____ Material for this exercise
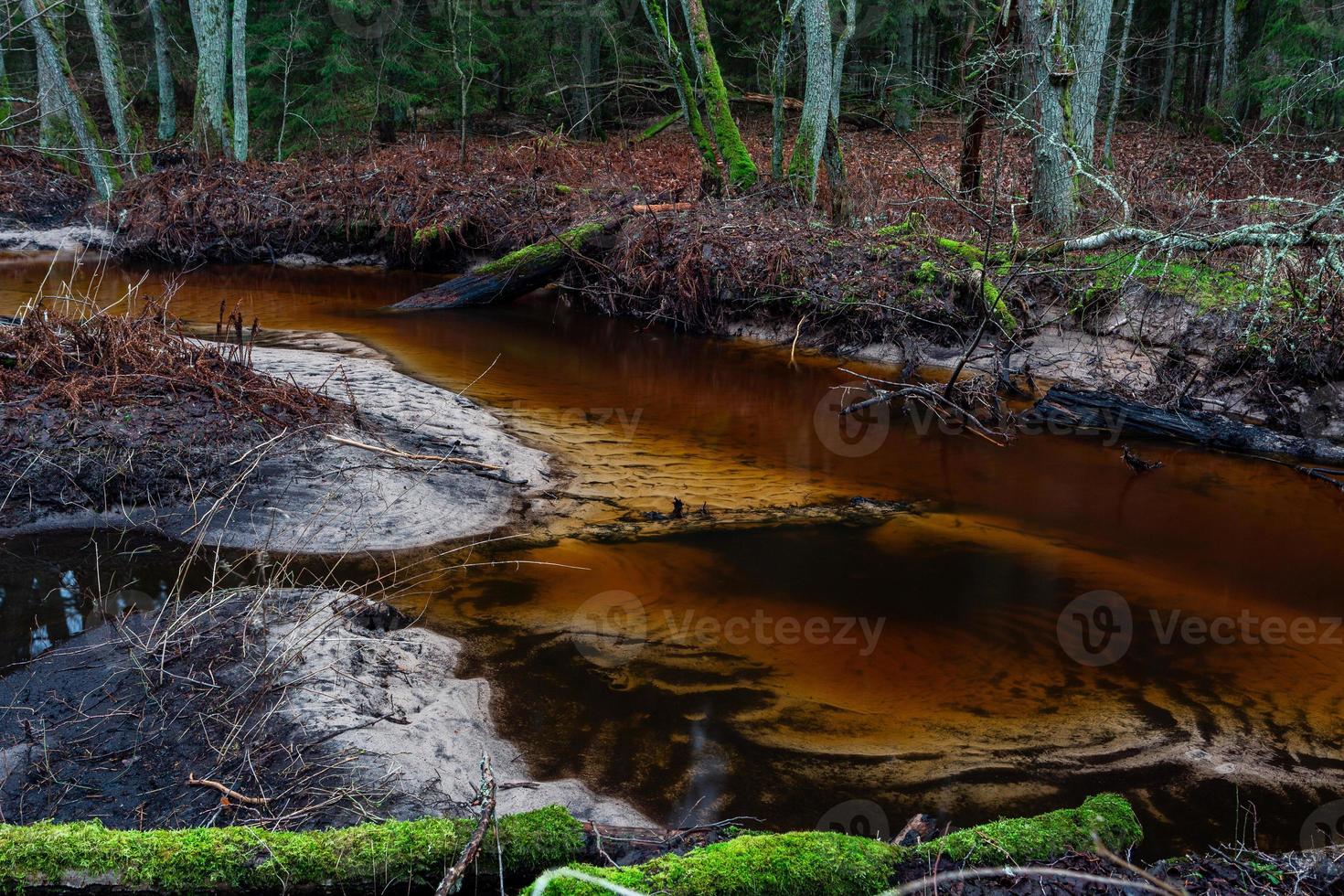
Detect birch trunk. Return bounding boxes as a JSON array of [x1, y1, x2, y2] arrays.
[[1019, 0, 1078, 232], [1101, 0, 1135, 168], [188, 0, 229, 155], [672, 0, 757, 188], [1157, 0, 1180, 121], [149, 0, 177, 140], [232, 0, 247, 161], [640, 0, 723, 192], [85, 0, 141, 177], [1218, 0, 1241, 115], [1066, 0, 1110, 166], [0, 23, 14, 146], [19, 0, 114, 198], [789, 0, 835, 200]]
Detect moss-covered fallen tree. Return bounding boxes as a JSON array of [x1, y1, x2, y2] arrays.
[[0, 794, 1143, 896], [529, 794, 1143, 896], [0, 806, 583, 893]]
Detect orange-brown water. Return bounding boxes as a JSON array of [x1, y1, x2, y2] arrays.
[[0, 258, 1344, 850]]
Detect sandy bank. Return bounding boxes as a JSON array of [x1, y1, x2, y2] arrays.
[[0, 590, 648, 827], [0, 348, 549, 553]]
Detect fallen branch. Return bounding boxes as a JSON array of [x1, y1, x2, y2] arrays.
[[392, 217, 625, 310], [630, 203, 695, 215], [187, 773, 266, 806], [434, 753, 495, 896], [326, 432, 504, 470]]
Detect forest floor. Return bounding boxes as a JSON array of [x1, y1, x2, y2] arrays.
[[0, 307, 549, 553], [0, 110, 1344, 445]]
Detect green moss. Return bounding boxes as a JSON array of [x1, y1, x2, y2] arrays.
[[915, 794, 1144, 865], [529, 794, 1143, 896], [546, 831, 903, 896], [1075, 250, 1287, 312], [475, 221, 603, 274], [0, 806, 583, 893], [912, 262, 938, 283]]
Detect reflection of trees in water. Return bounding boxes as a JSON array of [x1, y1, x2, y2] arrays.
[[0, 536, 172, 669]]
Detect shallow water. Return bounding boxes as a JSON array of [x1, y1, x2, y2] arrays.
[[0, 258, 1344, 856]]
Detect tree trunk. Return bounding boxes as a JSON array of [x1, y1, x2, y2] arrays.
[[1157, 0, 1180, 121], [19, 0, 115, 198], [188, 0, 231, 155], [640, 0, 723, 192], [85, 0, 143, 177], [789, 0, 835, 196], [770, 0, 803, 180], [232, 0, 247, 161], [1069, 0, 1110, 168], [1019, 0, 1078, 232], [1101, 0, 1135, 168], [891, 0, 915, 131], [0, 26, 14, 146], [1218, 0, 1241, 117], [149, 0, 177, 140], [391, 217, 625, 310], [677, 0, 757, 189], [958, 0, 1013, 201]]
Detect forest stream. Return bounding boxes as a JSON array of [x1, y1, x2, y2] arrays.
[[0, 255, 1344, 859]]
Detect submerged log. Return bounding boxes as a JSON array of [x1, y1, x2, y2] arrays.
[[392, 218, 624, 310], [1024, 386, 1344, 464]]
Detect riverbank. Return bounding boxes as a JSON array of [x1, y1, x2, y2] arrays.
[[0, 589, 648, 832], [0, 309, 549, 553], [5, 117, 1344, 456]]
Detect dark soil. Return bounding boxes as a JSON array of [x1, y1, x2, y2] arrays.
[[0, 307, 348, 528], [0, 591, 404, 827], [0, 146, 92, 227]]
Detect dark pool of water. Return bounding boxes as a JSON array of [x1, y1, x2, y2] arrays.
[[0, 253, 1344, 857]]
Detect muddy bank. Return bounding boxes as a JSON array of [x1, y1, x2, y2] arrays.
[[0, 318, 549, 553], [0, 590, 648, 827]]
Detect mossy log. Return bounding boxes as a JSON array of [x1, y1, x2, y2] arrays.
[[1026, 386, 1344, 466], [535, 794, 1143, 896], [392, 218, 624, 310], [0, 806, 584, 895], [0, 794, 1143, 896]]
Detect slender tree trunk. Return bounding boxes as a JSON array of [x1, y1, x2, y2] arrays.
[[19, 0, 115, 198], [672, 0, 757, 188], [1101, 0, 1135, 168], [1218, 0, 1241, 115], [232, 0, 247, 161], [640, 0, 723, 192], [1157, 0, 1180, 121], [789, 0, 835, 200], [188, 0, 231, 155], [770, 0, 803, 180], [0, 25, 14, 146], [149, 0, 177, 140], [958, 0, 1013, 201], [1069, 0, 1110, 166], [891, 0, 915, 131], [85, 0, 141, 177], [1019, 0, 1078, 231]]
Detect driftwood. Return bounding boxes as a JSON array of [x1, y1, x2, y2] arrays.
[[630, 203, 695, 215], [392, 218, 624, 310], [1023, 386, 1344, 464], [434, 755, 495, 896]]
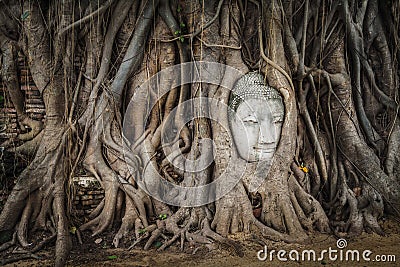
________
• [Exercise brief]: Replace every "Detect" in the data above with "Locate", keeping everything else the same. Leave the pictures out.

• [Reply]:
Locate birch trunk. Return bounding boxes as a JSON array of [x1, y1, x2, y2] arrays.
[[1019, 0, 1078, 232], [1101, 0, 1135, 168], [188, 0, 229, 155], [672, 0, 757, 188], [1157, 0, 1180, 121], [149, 0, 177, 140], [232, 0, 247, 161], [640, 0, 723, 192], [85, 0, 141, 177], [1218, 0, 1241, 115], [1066, 0, 1110, 166], [0, 23, 14, 146], [19, 0, 114, 198], [789, 0, 835, 200]]
Locate moss-covered fallen tree. Return bounding boxes as a JSON array of [x1, y1, x2, y2] arrays.
[[0, 794, 1143, 896], [529, 794, 1143, 896], [0, 806, 583, 893]]
Locate orange-brown water. Return bounding boxes as a JSON array of [x1, y1, x2, y2] arrays.
[[0, 258, 1344, 850]]
Locate sandy bank. Return bounding boxes as a JSON array of [x1, y1, x2, y2] arrays.
[[0, 590, 648, 827], [0, 348, 549, 553]]
Locate fallen branch. Return bounding boxes as a JSON array of [x1, y1, x2, y2] arrays.
[[392, 217, 625, 310], [630, 203, 695, 215], [187, 773, 266, 806], [434, 753, 495, 896], [326, 432, 504, 470]]
Locate forest floor. Return bounding boxes as a JSON array of [x1, y1, x2, y2] arrays.
[[0, 307, 549, 553], [0, 110, 1344, 445]]
Locate green moss. Return bounding boxes as a JSON array of [x1, y1, x2, y2] arrays.
[[915, 794, 1144, 865], [529, 794, 1143, 896], [546, 831, 903, 896], [1075, 250, 1287, 312], [475, 221, 603, 274], [0, 806, 583, 893], [912, 262, 938, 283]]
Locate reflection of trees in water. Return bounding boxes as a JSON array of [x1, y1, x2, y2] arrays.
[[0, 536, 172, 669]]
Locate shallow water. Return bounding boxes as a JSON array of [x1, y1, x2, y2] arrays.
[[0, 258, 1344, 856]]
Locate tree trunk. Return bounding boxes as a JSON array of [x1, y1, x2, y2] arrays.
[[1157, 0, 1180, 121], [19, 0, 115, 198], [188, 0, 231, 155], [640, 0, 723, 192], [85, 0, 143, 177], [789, 0, 835, 196], [770, 0, 803, 180], [232, 0, 247, 161], [1069, 0, 1110, 168], [1019, 0, 1078, 232], [1101, 0, 1135, 168], [891, 0, 915, 131], [0, 26, 14, 146], [1218, 0, 1241, 117], [149, 0, 177, 140], [391, 217, 625, 310], [677, 0, 757, 189], [958, 0, 1013, 201]]
Locate forest stream. Return bounding boxes as a JSON array of [x1, y1, x2, y2] arrays.
[[0, 255, 1344, 859]]
Locate submerged log. Return bounding boxes as a JSON array of [x1, y1, x2, y2] arrays.
[[392, 218, 624, 310], [1024, 386, 1344, 464]]
Locate riverbank. Return bounding boxes as a JSON array of [x1, y1, x2, y2] arrays.
[[0, 589, 648, 832], [0, 309, 549, 553], [5, 117, 1344, 456]]
Locate dark soil. Return bounding boxes as a JSON array of [x1, y1, x2, y2] arrays.
[[0, 307, 348, 528], [0, 591, 404, 827], [0, 146, 92, 227]]
Locate dark pool of water. Return bounding boxes as a JSON array of [x1, y1, x2, y2] arrays.
[[0, 253, 1344, 857]]
Locate muddy bank. Return bounding boxes as a JSON array of [x1, y1, x2, y2] arrays.
[[0, 318, 549, 553], [0, 590, 648, 827]]
Locate mossy log. Return bounding boxes as a JSON array of [x1, y1, x2, y2] arrays.
[[1026, 386, 1344, 466], [535, 794, 1143, 896], [392, 218, 624, 310], [0, 806, 584, 895], [0, 794, 1143, 896]]
Locate slender tree trunk. Return bounding boxes as a JSON array of [x1, y1, x2, y2] arrays.
[[19, 0, 115, 198], [672, 0, 757, 188], [1101, 0, 1135, 168], [1218, 0, 1241, 115], [232, 0, 247, 161], [640, 0, 723, 192], [1157, 0, 1180, 121], [789, 0, 835, 200], [188, 0, 231, 155], [770, 0, 803, 180], [0, 25, 14, 146], [149, 0, 177, 140], [958, 0, 1013, 201], [1069, 0, 1110, 166], [891, 0, 915, 131], [85, 0, 141, 177], [1019, 0, 1078, 231]]
Locate driftwood. Return bounding boxes as a JSON array of [x1, y1, x2, y2] arrays.
[[630, 203, 695, 215], [392, 218, 624, 310], [1023, 386, 1344, 464], [434, 755, 495, 896]]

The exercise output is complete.